TRAVAIL À FAIRE:
(a) Recopiez mot pour mot, s'il vous plaît, le passage de l'article sur le concert des JML qui va de « Henri Ghoraieb saluant » jusqu'à « de s'éclater musicalement. ».
(b) D'après l'article sur le concert des JML, sous la direction de qui les Jeunesses musicales du Liban ont-elles donné leur premier concert annuel ?

DOCUMENT:
━━━━━━━━━━━━━━━━━━━━
Henry Ghoraieb, le retour de l’enfant prodigue

Dimanche soir, à l'église Saint-Joseph de l'USJ, les Jeunesses musicales du Liban donnaient leur premier concert annuel sous la direction de Paul René Safa. Au programme, l'« Adagio » d'Albinoni, deux petits morceaux pour hautbois, la « Symphonie des jouets » de Léopold Mozart et, pour conclure, le « Concerto en ré mineur pour clavier et orchestre » de Jean-Sébastien Bach.

Henri Ghoraieb saluant l’assistance avec le chef d’orchestre Paul Safa. Photo Sami Ayad

À l'écoute de ce concert, il m'est venu à l'esprit cette phrase de l'ancien président des JML, feu Antoine Medawar, qui disait : « Écouter de la musique c'est bien, mais en faire c'est beaucoup mieux. »
Pourquoi un orchestre des JML ? Justement pour permettre à tous ceux qui ont envie de faire de la musique (amateurs avertis, élèves avancés, ou même professionnels soucieux de transmettre leur savoir) de se réunir et de s'éclater musicalement.
Le concert débute avec le célèbre Adagio d'Albinoni (qui n'est d'ailleurs pas de lui, car il s'agit en fait d'un arrangement réalisé en 1945 à partir de bribes de manuscrits du compositeur vénitien, par le musicologue Remo Giazotto). Voilà le public plongé dans un halo de sons doux, emportés par le violon solo d'Anne-Claire el-Khoury au phrasé d'un lyrisme voluptueux.
━━━━━━━━━━━━━━━━━━━━
ENTRÉES DU CORPUS:

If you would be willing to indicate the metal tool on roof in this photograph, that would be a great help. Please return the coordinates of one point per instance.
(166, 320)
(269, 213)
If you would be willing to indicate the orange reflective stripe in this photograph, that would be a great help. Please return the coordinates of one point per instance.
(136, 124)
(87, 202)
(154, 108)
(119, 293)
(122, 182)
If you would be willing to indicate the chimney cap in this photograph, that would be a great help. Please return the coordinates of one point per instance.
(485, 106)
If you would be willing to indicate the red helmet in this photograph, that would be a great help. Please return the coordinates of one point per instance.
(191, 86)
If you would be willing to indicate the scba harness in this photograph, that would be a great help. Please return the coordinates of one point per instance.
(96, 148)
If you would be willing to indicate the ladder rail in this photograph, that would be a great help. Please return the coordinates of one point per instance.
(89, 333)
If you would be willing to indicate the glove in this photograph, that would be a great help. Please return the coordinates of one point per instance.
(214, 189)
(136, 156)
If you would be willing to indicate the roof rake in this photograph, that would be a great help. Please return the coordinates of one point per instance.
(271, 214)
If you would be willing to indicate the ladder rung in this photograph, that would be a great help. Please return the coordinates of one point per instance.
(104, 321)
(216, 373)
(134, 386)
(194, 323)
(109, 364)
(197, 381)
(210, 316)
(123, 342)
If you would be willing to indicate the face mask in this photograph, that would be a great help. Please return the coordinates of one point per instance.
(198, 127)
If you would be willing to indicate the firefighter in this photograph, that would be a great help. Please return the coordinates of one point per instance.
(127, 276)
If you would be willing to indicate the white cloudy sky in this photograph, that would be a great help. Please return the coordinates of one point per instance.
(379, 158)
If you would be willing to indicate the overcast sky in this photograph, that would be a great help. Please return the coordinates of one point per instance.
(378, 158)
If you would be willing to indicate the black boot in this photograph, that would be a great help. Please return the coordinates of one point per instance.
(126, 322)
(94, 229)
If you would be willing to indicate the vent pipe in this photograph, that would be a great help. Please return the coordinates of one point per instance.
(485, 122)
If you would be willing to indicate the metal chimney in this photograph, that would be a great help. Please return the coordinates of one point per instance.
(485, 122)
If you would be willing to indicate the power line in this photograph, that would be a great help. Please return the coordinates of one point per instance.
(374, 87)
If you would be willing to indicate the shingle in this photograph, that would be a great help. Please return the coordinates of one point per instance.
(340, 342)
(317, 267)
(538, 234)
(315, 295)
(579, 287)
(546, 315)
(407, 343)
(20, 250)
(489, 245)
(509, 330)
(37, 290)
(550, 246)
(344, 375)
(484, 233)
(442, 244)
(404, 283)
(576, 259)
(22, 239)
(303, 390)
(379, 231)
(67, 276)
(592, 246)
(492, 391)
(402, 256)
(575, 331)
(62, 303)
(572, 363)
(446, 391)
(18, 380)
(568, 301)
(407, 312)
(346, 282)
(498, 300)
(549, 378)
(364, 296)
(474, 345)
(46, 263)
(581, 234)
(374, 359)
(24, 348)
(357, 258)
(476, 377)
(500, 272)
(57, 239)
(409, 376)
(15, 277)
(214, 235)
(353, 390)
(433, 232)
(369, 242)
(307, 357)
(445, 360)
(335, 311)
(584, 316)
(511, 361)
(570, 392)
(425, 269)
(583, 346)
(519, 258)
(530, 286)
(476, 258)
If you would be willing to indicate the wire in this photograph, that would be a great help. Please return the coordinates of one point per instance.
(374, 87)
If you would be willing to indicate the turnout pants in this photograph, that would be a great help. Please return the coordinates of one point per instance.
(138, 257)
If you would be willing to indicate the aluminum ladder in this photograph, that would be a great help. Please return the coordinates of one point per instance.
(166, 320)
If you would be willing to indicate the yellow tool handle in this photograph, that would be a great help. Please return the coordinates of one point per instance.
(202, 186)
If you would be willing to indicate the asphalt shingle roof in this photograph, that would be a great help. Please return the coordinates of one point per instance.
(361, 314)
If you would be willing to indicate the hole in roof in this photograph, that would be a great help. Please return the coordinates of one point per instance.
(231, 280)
━━━━━━━━━━━━━━━━━━━━
RÉPONSES PAR TÂCHE:
(a)
Henri Ghoraieb saluant l’assistance avec le chef d’orchestre Paul Safa. Photo Sami Ayad

À l'écoute de ce concert, il m'est venu à l'esprit cette phrase de l'ancien président des JML, feu Antoine Medawar, qui disait : « Écouter de la musique c'est bien, mais en faire c'est beaucoup mieux. »
Pourquoi un orchestre des JML ? Justement pour permettre à tous ceux qui ont envie de faire de la musique (amateurs avertis, élèves avancés, ou même professionnels soucieux de transmettre leur savoir) de se réunir et de s'éclater musicalement.

(b) Sous la direction de Paul René Safa.